*** THE RECORDS
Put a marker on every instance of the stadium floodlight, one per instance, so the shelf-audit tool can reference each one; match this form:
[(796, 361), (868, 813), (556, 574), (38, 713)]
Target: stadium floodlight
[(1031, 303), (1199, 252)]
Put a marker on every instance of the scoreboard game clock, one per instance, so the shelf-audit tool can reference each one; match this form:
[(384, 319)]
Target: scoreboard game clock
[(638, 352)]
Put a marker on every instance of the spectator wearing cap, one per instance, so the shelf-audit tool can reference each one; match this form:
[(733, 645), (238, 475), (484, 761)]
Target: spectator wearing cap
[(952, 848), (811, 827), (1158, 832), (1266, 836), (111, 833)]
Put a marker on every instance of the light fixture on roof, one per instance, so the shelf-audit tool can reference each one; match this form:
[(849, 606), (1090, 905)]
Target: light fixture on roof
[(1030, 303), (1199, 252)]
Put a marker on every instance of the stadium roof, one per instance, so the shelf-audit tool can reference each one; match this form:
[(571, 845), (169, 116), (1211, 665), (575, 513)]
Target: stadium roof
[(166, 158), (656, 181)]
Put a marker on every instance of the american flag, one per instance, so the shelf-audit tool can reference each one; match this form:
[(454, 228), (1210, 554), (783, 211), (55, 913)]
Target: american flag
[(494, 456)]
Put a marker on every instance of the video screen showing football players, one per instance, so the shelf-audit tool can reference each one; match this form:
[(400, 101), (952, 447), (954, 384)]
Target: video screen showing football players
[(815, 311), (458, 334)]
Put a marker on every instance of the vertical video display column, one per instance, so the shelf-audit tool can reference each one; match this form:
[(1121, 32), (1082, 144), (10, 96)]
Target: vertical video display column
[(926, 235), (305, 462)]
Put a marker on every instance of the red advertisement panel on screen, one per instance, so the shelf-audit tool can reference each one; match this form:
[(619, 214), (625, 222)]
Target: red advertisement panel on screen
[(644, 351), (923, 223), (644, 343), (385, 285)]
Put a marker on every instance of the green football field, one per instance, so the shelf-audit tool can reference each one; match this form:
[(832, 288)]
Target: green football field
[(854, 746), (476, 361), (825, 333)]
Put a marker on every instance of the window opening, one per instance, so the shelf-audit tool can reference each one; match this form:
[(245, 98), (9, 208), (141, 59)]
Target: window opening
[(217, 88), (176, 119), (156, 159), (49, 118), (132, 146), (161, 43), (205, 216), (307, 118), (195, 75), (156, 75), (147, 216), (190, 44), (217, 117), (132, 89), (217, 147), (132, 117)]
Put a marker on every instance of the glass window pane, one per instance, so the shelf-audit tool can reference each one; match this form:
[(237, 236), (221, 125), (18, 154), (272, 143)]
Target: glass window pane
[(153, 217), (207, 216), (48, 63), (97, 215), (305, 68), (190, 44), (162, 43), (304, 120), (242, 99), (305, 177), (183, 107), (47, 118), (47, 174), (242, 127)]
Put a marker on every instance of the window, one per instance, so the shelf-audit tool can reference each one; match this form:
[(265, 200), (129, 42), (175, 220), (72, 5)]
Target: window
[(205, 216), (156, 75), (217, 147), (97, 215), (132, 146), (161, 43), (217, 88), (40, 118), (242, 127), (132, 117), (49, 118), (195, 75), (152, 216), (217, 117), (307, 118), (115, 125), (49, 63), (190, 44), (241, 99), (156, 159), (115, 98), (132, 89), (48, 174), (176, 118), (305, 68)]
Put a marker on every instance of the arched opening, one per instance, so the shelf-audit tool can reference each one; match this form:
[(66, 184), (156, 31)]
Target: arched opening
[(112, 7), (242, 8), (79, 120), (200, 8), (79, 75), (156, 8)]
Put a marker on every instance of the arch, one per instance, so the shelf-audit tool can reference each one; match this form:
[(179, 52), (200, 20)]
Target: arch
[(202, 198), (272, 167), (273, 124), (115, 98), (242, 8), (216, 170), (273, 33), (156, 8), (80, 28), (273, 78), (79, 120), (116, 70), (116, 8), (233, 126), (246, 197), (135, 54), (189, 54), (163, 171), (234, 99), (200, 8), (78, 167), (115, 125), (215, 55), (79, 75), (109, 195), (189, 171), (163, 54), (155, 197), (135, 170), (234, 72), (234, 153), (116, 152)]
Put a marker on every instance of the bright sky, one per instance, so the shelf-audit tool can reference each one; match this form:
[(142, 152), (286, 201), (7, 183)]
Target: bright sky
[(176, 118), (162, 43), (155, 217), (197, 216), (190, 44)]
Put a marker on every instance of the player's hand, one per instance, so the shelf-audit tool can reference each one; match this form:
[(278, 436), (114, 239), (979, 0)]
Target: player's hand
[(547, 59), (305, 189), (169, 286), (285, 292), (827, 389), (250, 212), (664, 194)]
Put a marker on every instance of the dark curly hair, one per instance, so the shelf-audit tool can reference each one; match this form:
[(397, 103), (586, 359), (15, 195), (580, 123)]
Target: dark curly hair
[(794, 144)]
******
• **SHORT EXERCISE**
Turn every line of the data above into a JSON list of strings, one string per line, and leave out any blank lines.

• **SOLUTION TO THE EXERCISE**
[
  "Put a marker on every instance of the stadium floodlight, one per instance, so the shelf-audit tool can reference each one; match this form:",
  "[(796, 361), (868, 813), (556, 574), (38, 713)]",
  "Target: stadium floodlight",
  "[(1031, 303), (1199, 252)]",
  "Put a marker on every instance of the scoreboard game clock, one per instance, so the shelf-audit tool can reference each one; match this form:",
  "[(384, 319)]",
  "Target: scoreboard game clock",
  "[(638, 352)]",
  "Put a marker on every instance of the spectator wearing cap, one per instance, so the shelf-audit tool can reference each one; match this form:",
  "[(733, 645), (238, 475), (484, 761)]",
  "Target: spectator wearing cap",
  "[(952, 848), (811, 827), (1158, 832), (1266, 836), (111, 833)]",
  "Put a marker on every instance of the light fixture on roof, one per instance, so the shelf-audit tool can reference each one; match this form:",
  "[(849, 606), (1090, 905)]",
  "Target: light fixture on roof",
  "[(1030, 303), (1199, 252)]",
  "Put a marker on every instance of the stadium roof, one per instance, so the shelf-audit tool can reference each one; match this form:",
  "[(571, 845), (169, 116), (1211, 665), (575, 513)]",
  "Target: stadium roof",
  "[(166, 158), (656, 181)]",
  "Put a marker on every instance of the american flag, one per instance, so the shelf-audit tool can reference each one; match this form:",
  "[(454, 228), (1210, 554), (783, 211), (55, 913)]",
  "Target: american flag",
  "[(494, 456)]",
  "Put a marker on every instance of the video screen showing football players, one per instance, so the shelf-audit tool can reference each one; match this form:",
  "[(400, 101), (952, 447), (954, 384)]",
  "Target: video screen showing football players",
  "[(815, 311), (458, 334)]",
  "Put a marker on every instance of the vertical video display column, one per instance, so the shelf-audit tool can reference each one; match this form:",
  "[(1121, 32), (1082, 144), (10, 96)]",
  "Target: vertical video display column",
  "[(926, 235), (305, 462)]",
  "Put a marker on every instance of the red advertisement panel on screen, one per instance, so the shelf-audit tool can reference each one; match this form:",
  "[(619, 214), (625, 222)]",
  "Target: red advertisement panel on screen",
  "[(644, 351), (923, 223), (644, 343), (385, 285)]",
  "Put a marker on every instance of the green football field, one per instance, so the shelf-audit tool can reference each one; match this form:",
  "[(832, 288)]",
  "Target: green football field",
  "[(854, 746), (476, 361), (825, 333)]",
  "Put a marker on every instance of the window opening, one per instance, so the shelf-audit tool can reference each one; match this form:",
  "[(245, 98), (9, 208), (141, 59)]",
  "Target: window opening",
  "[(217, 88), (176, 119), (156, 159), (49, 118), (132, 146), (161, 43), (205, 216), (307, 118), (195, 75), (156, 75), (147, 216), (190, 44), (217, 117), (132, 89), (217, 147), (132, 117)]",
  "Put a marker on every instance of the glass window pane, one per instance, so the shelf-audit tool can reference each one; match this form:",
  "[(237, 236), (221, 125), (18, 154), (272, 143)]",
  "Target: glass window pane",
  "[(153, 217), (207, 216), (48, 63), (97, 215), (305, 68), (190, 44), (162, 43), (304, 120), (242, 99), (305, 177), (183, 107), (47, 118), (47, 174), (242, 127)]",
  "Put a marker on every instance of the window, one per instance, so the shelf-audit tool can reference each one; match this form:",
  "[(265, 200), (129, 42), (175, 220), (72, 5)]",
  "Target: window",
  "[(205, 216), (156, 75), (217, 147), (97, 215), (132, 146), (161, 43), (217, 88), (40, 118), (242, 127), (132, 117), (49, 118), (195, 75), (152, 216), (217, 117), (307, 118), (115, 125), (49, 63), (190, 44), (241, 99), (156, 159), (115, 98), (132, 89), (48, 174), (176, 118), (305, 68)]",
  "Put a marker on every instance of the arched opening, one per instance, so the shelf-audit tool can reference each one; match this form:",
  "[(66, 184), (156, 31)]",
  "Target: arched opening",
  "[(112, 7), (242, 8), (79, 120), (200, 8), (79, 75), (156, 8)]",
  "Put a marker on every instance of the arch, one per instance, so the shelf-audit tool can reference each one; match this form:",
  "[(179, 52), (200, 20)]",
  "Target: arch",
  "[(202, 198), (272, 167), (273, 124), (115, 98), (242, 8), (216, 170), (273, 33), (156, 8), (80, 28), (273, 78), (79, 120), (116, 70), (116, 8), (233, 126), (246, 197), (135, 54), (189, 54), (163, 171), (234, 99), (200, 8), (78, 167), (115, 125), (215, 55), (79, 75), (109, 195), (189, 171), (163, 54), (155, 197), (135, 170), (234, 72), (234, 153), (116, 152)]",
  "Put a marker on every instance of the bright sky, one per instance, so the shelf-audit tool can reference each one; match this form:",
  "[(142, 152), (286, 201), (7, 183)]",
  "Target: bright sky",
  "[(176, 118), (162, 43), (155, 217), (197, 216), (190, 44)]",
  "Put a marker on every instance of the player's hand, one per instance, so the shelf-audit tool can reference each one; match this form:",
  "[(278, 436), (114, 239), (979, 0)]",
  "Target: player's hand",
  "[(547, 59), (305, 189), (169, 286), (285, 292), (827, 389), (250, 212), (664, 194)]",
  "Put a marker on every instance of the dark curly hair, one per instance, so the shelf-audit tool can reference each one; match this form:",
  "[(397, 103), (586, 359), (15, 195), (580, 123)]",
  "Target: dark curly hair",
  "[(794, 144)]"
]